El actual gobierno generalizó esta práctica de hacer uso discrecional de los fondos presupuestarios y la legalizó con los «superpoderes». Sin ataduras, no utiliza el inédito superávit fiscal para solucionar el drama de la vivienda, sino prioriza, en cambio, el pago de la deuda, la creación de un fondo anticíclico que de «tranquilidad» a los acreedores de que seguirán cobrando en futuras crisis económicas, o directamente lo utiliza para subsidiar a los ladrones de las privatizadas y otros grandes grupos económicos. Para la contabilidad del gobierno, diseñada para seducir a los «inversores», la construcción de viviendas es un «gasto» a evitar. Por lo menos mientras la lucha popular no lo obligue a dar alguna respuesta.

En la Capital, la ciudad más rica del país, la situación no es mejor. Mientras el Instituto de la Vivienda de la Ciudad (IVC) construyó en los últimos 4 años sólo 3 mil viviendas, el gobierno, primero con Ibarra y ahora con Telerman, se dedicó a desplazar pobres hacia otras zonas del país, reeditando con otros métodos la política de erradicación de villas implementada por la dictadura, que expulsó a miles hacia el 2do. y 3er cordón del Gran Buenos Aires. Su metodología es el desalojo forzoso, con orden judicial acompañada por la policía, mientras promete subsidios a los que demuestren «situación de calle», que apenas alcanzan para una casilla en algún lugar lejos de la ciudad.

__________

Copia literalmente el fragmento del texto sobre la vivienda que empieza con «En la Capital, la» y sigue hasta «de la ciudad.».

Registros de datos »
__________

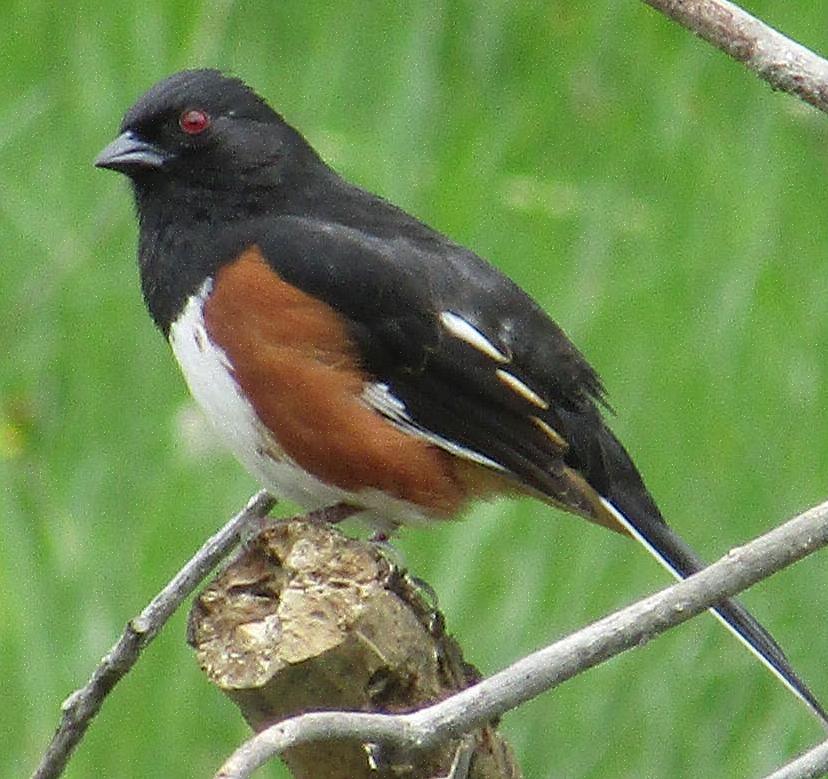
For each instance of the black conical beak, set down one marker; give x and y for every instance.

__________

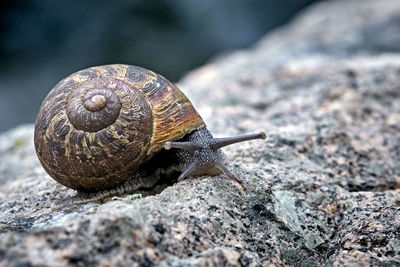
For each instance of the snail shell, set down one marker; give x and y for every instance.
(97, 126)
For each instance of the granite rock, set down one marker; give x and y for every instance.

__________

Espacio de respuesta »
En la Capital, la ciudad más rica del país, la situación no es mejor. Mientras el Instituto de la Vivienda de la Ciudad (IVC) construyó en los últimos 4 años sólo 3 mil viviendas, el gobierno, primero con Ibarra y ahora con Telerman, se dedicó a desplazar pobres hacia otras zonas del país, reeditando con otros métodos la política de erradicación de villas implementada por la dictadura, que expulsó a miles hacia el 2do. y 3er cordón del Gran Buenos Aires. Su metodología es el desalojo forzoso, con orden judicial acompañada por la policía, mientras promete subsidios a los que demuestren «situación de calle», que apenas alcanzan para una casilla en algún lugar lejos de la ciudad.